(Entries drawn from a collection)
━━━━━━━━━━━━━━━━━━━━

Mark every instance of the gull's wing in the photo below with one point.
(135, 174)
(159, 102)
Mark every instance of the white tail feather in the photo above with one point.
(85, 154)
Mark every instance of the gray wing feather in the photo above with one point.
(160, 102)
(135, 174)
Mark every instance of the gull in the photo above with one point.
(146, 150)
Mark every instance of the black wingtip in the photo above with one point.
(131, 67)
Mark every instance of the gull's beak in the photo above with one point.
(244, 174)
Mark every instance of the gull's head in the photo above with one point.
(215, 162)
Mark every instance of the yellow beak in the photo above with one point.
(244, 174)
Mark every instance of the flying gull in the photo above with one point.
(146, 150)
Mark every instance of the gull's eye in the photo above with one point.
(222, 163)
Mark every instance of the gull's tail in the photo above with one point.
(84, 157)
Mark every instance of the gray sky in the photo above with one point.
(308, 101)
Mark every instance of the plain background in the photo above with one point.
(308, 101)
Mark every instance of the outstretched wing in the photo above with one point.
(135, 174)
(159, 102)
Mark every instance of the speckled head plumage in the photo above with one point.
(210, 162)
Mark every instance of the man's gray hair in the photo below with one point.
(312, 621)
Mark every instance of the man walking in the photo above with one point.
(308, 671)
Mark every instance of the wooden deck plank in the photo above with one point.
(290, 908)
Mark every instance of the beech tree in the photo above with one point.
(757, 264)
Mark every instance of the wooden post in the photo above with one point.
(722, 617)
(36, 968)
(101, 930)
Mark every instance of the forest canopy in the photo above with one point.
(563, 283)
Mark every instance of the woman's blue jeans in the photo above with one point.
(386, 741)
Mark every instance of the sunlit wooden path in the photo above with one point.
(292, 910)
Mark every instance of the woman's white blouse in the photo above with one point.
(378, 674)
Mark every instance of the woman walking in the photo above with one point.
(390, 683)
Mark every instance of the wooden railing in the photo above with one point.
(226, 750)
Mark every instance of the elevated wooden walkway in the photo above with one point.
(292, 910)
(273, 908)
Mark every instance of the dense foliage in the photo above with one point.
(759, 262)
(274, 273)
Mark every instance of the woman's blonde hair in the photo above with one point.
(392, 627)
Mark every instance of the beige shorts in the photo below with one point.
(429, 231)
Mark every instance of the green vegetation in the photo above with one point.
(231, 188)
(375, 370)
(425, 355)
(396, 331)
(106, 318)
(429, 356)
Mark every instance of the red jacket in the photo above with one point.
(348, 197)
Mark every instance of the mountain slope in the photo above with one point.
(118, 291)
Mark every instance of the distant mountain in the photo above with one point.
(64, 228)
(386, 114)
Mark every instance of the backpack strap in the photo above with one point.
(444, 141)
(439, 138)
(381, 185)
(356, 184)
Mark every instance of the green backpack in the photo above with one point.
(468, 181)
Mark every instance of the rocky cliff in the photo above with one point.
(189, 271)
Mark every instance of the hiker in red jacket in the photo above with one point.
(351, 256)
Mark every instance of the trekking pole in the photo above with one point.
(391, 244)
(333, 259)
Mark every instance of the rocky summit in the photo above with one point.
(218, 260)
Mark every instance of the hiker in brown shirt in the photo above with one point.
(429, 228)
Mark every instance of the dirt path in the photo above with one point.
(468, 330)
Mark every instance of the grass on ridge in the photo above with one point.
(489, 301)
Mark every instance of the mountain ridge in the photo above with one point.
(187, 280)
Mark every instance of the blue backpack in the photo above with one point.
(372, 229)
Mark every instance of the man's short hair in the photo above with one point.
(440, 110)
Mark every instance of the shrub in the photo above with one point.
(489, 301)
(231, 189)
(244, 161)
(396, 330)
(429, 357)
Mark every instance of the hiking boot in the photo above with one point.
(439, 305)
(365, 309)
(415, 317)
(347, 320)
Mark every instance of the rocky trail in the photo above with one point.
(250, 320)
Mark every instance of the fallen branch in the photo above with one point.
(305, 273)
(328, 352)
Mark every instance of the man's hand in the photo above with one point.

━━━━━━━━━━━━━━━━━━━━

-- BRIEF --
Rewrite everything from the line containing "Mark every instance of the fallen" down to the final line as a Markdown table with the columns Row and Line. Leave out any blank lines.

-- ANSWER TO THE EXERCISE --
| Row | Line |
|---|---|
| 1 | Mark every instance of the fallen branch in the photo above with one point. |
| 2 | (305, 273) |
| 3 | (328, 352) |
| 4 | Mark every instance of the man's hand in the photo above with one point. |